Task: Rewrite the data from the line containing "In the UI displayed above, identify the green pine" through the end of the data, replacing "bounding box" with "bounding rectangle" and leaving everything else unchanged.
---------- Listed entries ----------
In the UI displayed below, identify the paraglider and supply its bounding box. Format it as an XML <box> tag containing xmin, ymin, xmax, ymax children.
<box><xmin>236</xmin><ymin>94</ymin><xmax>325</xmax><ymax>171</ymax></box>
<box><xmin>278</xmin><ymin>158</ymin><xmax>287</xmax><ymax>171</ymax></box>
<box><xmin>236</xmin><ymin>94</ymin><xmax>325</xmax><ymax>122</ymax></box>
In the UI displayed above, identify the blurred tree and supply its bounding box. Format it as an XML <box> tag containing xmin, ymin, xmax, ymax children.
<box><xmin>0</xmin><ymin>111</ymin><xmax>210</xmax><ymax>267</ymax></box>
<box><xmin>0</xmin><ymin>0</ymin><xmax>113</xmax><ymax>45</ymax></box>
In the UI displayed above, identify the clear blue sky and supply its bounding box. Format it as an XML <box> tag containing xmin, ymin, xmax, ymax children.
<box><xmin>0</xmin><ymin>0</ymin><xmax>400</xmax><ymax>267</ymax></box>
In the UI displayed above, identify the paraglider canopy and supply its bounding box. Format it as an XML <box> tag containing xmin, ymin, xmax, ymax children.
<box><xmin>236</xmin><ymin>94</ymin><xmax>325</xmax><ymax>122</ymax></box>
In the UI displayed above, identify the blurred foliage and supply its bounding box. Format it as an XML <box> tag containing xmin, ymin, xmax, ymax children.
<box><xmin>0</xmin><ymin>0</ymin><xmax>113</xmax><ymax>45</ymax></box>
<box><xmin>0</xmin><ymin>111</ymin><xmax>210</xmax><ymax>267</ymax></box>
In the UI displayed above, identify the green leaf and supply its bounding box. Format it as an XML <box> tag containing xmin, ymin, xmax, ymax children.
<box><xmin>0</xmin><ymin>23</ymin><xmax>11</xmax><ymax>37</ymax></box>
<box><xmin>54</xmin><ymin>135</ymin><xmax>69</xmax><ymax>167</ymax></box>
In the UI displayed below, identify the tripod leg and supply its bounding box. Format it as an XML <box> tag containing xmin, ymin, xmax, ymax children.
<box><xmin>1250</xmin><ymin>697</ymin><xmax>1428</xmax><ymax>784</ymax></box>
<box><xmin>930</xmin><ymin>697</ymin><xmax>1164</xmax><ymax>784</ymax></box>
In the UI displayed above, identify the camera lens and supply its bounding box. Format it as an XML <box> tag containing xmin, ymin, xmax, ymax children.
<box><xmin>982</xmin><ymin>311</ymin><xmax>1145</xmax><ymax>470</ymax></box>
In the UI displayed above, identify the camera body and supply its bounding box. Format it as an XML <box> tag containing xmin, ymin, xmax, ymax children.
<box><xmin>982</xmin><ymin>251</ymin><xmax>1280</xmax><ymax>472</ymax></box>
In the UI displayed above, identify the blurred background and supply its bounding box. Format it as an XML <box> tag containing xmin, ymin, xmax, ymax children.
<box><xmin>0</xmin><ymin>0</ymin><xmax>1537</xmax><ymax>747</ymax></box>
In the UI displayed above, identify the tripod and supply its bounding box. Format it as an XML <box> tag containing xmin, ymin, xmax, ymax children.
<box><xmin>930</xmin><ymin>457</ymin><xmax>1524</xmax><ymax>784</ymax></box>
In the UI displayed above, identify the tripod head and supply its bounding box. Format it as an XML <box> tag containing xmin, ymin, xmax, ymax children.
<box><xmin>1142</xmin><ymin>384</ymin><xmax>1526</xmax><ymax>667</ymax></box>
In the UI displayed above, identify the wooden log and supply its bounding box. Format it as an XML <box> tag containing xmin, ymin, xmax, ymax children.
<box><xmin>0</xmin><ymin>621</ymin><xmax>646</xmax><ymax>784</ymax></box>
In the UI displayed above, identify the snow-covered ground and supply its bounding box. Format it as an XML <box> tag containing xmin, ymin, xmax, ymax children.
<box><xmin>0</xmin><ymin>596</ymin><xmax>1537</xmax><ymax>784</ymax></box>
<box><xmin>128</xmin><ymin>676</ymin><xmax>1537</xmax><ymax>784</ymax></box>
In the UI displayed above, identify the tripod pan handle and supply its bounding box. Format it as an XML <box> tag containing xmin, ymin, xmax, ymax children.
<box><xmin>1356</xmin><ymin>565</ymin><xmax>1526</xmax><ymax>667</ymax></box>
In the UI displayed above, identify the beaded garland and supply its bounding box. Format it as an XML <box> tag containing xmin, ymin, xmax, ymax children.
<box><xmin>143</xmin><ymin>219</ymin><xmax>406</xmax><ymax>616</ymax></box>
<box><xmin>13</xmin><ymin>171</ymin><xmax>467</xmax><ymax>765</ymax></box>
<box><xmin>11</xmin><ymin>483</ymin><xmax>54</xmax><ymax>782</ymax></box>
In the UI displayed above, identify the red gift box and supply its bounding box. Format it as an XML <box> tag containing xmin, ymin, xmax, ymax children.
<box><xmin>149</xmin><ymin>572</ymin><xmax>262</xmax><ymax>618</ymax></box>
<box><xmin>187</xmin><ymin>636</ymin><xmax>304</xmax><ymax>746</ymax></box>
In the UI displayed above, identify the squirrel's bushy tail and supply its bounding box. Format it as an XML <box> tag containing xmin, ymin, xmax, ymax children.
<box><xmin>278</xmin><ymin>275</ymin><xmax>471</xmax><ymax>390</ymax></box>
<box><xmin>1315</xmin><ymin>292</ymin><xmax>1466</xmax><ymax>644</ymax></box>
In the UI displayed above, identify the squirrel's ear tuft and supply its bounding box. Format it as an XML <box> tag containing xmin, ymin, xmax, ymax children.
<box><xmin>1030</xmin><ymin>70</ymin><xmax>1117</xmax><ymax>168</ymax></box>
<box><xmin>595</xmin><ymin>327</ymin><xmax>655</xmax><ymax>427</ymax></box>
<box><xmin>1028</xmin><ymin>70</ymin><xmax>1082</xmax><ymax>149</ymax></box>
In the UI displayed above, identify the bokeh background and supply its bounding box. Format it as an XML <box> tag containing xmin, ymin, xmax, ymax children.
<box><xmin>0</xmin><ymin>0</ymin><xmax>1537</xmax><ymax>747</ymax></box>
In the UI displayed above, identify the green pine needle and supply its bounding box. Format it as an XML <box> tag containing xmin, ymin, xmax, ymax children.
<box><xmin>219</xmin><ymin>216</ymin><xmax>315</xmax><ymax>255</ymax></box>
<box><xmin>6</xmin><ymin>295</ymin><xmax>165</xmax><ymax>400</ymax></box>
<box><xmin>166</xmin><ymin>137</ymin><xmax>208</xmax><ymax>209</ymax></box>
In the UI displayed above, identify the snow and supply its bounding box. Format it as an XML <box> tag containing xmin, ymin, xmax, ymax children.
----------
Output:
In the UI displayed above, identify the green pine needle and supply its bounding rectangle. Format it as an XML <box> tag containing xmin, ymin, xmax, ymax children.
<box><xmin>219</xmin><ymin>216</ymin><xmax>315</xmax><ymax>255</ymax></box>
<box><xmin>6</xmin><ymin>295</ymin><xmax>165</xmax><ymax>400</ymax></box>
<box><xmin>166</xmin><ymin>137</ymin><xmax>208</xmax><ymax>209</ymax></box>
In the UI displayed above, identify the snow and supply its bounding rectangle. Format it as an XML <box> tag containing xmin, ymin, xmax, ymax children.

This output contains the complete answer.